The lines to be set down run from the line containing "Return one point per instance of the shadow" through the final line of the data below; print them exactly and print nothing else.

:: PROVIDED DATA ::

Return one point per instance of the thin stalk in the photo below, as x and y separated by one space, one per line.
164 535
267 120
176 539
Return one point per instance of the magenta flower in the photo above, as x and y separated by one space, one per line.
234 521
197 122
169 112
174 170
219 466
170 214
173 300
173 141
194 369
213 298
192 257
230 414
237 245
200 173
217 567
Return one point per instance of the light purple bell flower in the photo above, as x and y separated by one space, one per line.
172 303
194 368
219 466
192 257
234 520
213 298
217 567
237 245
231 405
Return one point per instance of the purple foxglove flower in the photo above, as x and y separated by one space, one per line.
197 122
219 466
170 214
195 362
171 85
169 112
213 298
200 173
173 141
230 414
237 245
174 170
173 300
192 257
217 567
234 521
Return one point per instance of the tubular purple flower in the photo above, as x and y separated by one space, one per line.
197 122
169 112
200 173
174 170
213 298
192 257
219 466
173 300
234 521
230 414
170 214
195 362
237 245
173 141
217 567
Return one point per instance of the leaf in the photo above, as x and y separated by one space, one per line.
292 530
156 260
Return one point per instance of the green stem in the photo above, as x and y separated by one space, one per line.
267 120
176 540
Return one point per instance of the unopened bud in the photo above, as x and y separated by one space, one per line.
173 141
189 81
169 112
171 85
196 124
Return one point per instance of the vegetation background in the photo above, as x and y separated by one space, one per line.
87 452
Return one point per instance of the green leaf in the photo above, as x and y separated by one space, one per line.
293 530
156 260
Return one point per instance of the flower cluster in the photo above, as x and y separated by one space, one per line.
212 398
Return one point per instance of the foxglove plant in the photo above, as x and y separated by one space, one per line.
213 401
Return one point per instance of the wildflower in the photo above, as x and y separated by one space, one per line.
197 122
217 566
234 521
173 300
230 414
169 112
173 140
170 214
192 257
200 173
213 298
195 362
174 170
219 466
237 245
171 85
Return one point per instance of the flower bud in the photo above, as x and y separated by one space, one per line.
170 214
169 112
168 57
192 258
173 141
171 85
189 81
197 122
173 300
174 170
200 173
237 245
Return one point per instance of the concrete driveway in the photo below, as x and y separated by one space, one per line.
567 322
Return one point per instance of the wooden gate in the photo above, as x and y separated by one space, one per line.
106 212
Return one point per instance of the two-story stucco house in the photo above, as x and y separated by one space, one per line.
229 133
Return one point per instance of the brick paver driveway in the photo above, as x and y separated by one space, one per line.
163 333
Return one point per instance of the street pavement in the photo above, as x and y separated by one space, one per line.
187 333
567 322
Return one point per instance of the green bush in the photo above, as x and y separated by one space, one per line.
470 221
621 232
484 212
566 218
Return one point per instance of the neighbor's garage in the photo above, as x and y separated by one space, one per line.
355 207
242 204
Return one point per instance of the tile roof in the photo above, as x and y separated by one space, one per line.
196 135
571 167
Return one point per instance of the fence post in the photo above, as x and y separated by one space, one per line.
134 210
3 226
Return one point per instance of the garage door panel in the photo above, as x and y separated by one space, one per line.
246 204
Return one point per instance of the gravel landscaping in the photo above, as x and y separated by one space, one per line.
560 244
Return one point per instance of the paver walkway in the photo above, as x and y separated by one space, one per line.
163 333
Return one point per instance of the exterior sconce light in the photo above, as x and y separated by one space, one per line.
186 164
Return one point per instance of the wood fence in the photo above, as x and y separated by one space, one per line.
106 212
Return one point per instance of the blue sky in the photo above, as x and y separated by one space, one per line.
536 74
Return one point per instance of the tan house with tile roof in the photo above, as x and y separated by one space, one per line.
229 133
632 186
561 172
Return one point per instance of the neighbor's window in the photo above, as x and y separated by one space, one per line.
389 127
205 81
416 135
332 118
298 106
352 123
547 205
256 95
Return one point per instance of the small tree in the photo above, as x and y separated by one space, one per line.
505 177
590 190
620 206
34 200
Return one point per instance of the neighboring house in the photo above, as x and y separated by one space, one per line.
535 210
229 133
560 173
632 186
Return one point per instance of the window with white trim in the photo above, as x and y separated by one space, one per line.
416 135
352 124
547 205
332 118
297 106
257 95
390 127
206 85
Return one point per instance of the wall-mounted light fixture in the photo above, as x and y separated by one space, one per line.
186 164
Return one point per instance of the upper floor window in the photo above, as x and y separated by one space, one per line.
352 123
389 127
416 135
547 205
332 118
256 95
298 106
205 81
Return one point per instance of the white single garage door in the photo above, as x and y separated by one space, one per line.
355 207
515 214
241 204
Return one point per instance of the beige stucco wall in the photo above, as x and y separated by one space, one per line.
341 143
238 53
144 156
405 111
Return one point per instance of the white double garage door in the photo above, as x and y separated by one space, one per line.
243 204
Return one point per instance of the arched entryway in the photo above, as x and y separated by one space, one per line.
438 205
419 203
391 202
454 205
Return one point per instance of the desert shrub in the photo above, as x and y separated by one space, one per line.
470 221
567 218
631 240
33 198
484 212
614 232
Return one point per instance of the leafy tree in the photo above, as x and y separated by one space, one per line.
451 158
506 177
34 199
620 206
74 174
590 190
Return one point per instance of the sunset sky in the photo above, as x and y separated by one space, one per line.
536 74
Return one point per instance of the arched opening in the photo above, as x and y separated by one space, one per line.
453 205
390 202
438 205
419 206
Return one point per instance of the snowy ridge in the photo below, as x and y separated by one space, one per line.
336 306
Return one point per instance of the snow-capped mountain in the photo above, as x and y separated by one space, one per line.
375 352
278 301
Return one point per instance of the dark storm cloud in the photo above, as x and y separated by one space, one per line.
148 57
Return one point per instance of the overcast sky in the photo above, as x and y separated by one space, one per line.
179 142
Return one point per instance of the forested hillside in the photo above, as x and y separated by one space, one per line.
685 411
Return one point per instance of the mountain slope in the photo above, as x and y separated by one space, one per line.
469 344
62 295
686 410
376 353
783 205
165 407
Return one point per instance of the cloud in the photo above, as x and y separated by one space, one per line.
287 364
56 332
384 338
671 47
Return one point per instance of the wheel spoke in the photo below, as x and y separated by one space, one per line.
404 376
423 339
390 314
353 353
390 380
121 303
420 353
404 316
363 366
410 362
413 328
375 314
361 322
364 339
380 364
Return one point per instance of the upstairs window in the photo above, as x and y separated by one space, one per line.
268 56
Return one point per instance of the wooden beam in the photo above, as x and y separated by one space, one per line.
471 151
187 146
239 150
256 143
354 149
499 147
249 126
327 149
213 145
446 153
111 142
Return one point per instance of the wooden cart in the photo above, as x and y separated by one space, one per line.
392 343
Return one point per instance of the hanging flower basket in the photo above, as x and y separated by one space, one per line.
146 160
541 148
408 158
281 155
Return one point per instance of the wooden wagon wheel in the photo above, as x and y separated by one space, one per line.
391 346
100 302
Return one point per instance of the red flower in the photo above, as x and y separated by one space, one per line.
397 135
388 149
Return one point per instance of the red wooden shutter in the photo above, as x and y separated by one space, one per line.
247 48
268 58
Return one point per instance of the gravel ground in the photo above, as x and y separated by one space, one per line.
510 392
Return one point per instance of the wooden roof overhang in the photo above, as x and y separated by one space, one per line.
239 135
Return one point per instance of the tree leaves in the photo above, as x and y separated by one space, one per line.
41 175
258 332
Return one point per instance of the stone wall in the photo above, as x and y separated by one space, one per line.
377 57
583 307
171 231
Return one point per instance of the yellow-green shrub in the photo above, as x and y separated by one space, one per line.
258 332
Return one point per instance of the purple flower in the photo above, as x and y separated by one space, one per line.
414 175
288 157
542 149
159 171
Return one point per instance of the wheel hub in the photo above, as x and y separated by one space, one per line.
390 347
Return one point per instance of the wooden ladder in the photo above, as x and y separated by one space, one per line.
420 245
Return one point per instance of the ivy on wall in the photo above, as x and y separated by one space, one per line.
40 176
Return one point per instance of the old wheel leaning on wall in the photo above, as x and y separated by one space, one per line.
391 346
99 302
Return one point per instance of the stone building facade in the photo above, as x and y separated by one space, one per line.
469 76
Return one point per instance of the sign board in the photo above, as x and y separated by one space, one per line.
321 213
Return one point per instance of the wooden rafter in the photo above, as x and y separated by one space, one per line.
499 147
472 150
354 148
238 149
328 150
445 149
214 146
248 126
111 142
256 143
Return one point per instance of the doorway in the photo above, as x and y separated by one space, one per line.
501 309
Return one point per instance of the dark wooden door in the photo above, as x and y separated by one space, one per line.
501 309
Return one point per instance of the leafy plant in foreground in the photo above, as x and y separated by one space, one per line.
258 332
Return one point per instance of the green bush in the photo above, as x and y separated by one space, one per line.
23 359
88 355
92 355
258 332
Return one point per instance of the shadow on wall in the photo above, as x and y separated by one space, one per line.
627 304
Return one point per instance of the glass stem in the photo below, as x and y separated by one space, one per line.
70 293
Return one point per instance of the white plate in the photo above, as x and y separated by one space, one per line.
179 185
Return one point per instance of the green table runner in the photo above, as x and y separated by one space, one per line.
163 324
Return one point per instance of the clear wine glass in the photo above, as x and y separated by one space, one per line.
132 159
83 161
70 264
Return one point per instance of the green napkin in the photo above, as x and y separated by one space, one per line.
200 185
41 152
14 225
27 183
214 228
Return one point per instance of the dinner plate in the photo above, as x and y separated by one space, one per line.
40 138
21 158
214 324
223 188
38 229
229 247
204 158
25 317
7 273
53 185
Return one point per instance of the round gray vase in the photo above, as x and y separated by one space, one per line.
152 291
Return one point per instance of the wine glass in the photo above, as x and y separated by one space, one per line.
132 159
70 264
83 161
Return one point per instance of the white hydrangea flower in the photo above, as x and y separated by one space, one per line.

:::

# RESULT OF THIS EXERCISE
Return one point per instance of the shadow on wall in the photo above, as x and y separated by one space, one per line.
627 304
Return one point per instance of the glass stem in the photo below, as x and y separated by one space, one per line.
70 293
Return one point per instance of the white plate in the photo above, as x and y separated by one space, one per line.
179 185
Return one point per instance of the green table runner in the photo above, as x and y separated by one space, one per line.
163 324
Return one point per instance of the clear wine glass in the photo above, as x and y separated by one space, one per line.
132 159
83 161
70 264
Return one point per instance of the green napkin in the photo above, as x and y separated by one space, one per line.
200 185
41 152
14 225
27 183
214 228
Return one point per instance of the dinner plate in the photo above, as x and y separated by one space, one per line.
40 138
21 158
214 324
223 188
38 229
229 247
204 158
25 317
7 273
53 185
Return one point per instance of the round gray vase in the photo above, as x and y separated by one space, one per line.
152 291
Return one point per instance of the wine glass in the photo above, as x and y separated by one space, one per line.
132 159
70 264
83 161
Return one point per instance of the white hydrangea flower in the photo above, as x and y separated by one space, one per line.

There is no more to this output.